Goal of the exercise> An unaltered copy of the listing below is required.
+++ Exercise data
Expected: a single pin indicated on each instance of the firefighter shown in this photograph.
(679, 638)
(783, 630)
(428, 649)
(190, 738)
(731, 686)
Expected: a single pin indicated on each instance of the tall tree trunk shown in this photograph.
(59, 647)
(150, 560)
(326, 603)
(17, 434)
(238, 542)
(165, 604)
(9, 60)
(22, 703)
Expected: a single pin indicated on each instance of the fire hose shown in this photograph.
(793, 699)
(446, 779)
++++++
Exercise answer>
Expected: a single pin indicated on each instance of the firefighter shown in this photograph.
(679, 638)
(783, 630)
(428, 649)
(190, 738)
(731, 686)
Expected: a single pin indicated on each instance of the tall tree trunk shown in this photograph.
(59, 647)
(150, 560)
(326, 603)
(17, 434)
(238, 542)
(165, 604)
(9, 60)
(22, 703)
Expected: a single pin indicated on each instance of the fire hose shown in this photograph.
(793, 699)
(446, 779)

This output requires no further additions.